We have to guide you into the near historical past to explain why we came up with the name Chernobyl Rain for our opium-scented candle. 

Once upon a time, there was a village called Pripyat, located in northern Ukraine. At the time it was a part of the old Soviet Union. It was a summery humid region, and the village, with tens of thousands of inhabitants, was an uneventful, contented place. The people worked communally without thought of commerce or profit as was the custom in these Soviet times. However surrounding the village was huge swathes of country sides and forest was a peaceful home to its people.

One day the inhabitants of the village, which now had grown into a town, were suddenly instructed to meet. To their shock and surprise, their settled lives were to be uprooted like the trees they would fall when clearing pasture. They were told they would have to immediately evacuate, and leave their houses, possessions, and pets… for Pripyat lived in the shadow of the Vladimir Lenin Nuclear Power Plant or, as we all now know it, Chernobyl. 

Reactor Number 4 had blown, and the area, once so distant and so unknown. Now became the site of the worst nuclear accident in history. On Saturday, 26 April 1986, 400 times more radioactive material was released into the skies above Pripyat than the crushing atomic bombings of Hiroshima and Nagasaki. The nuclear cloud spread it’s black soot ominously over Europe, drawing acid rain and leaving people fleeing in its wake.

So why the candle?

+-------+

▶ **WRITTEN INSTRUCTION 1**: According to the Chernobyl Rain passage, in which part of Ukraine was the village of Pripyat located?
▶ **WRITTEN INSTRUCTION 2**: Swap "Europe" for "Scandinavia" in the Chernobyl Rain passage, and write out the portion between "Reactor Number 4" and "why the candle?", inclusive.

▶ **DATA SHOWN**:
+-------+

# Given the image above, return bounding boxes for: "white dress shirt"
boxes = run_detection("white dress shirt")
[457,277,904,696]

+-------+

▶ **RIGHT ANSWER 1**: Northern Ukraine

▶ **RIGHT ANSWER 2**:
Reactor Number 4 had blown, and the area, once so distant and so unknown. Now became the site of the worst nuclear accident in history. On Saturday, 26 April 1986, 400 times more radioactive material was released into the skies above Pripyat than the crushing atomic bombings of Hiroshima and Nagasaki. The nuclear cloud spread it’s black soot ominously over Scandinavia, drawing acid rain and leaving people fleeing in its wake.

So why the candle?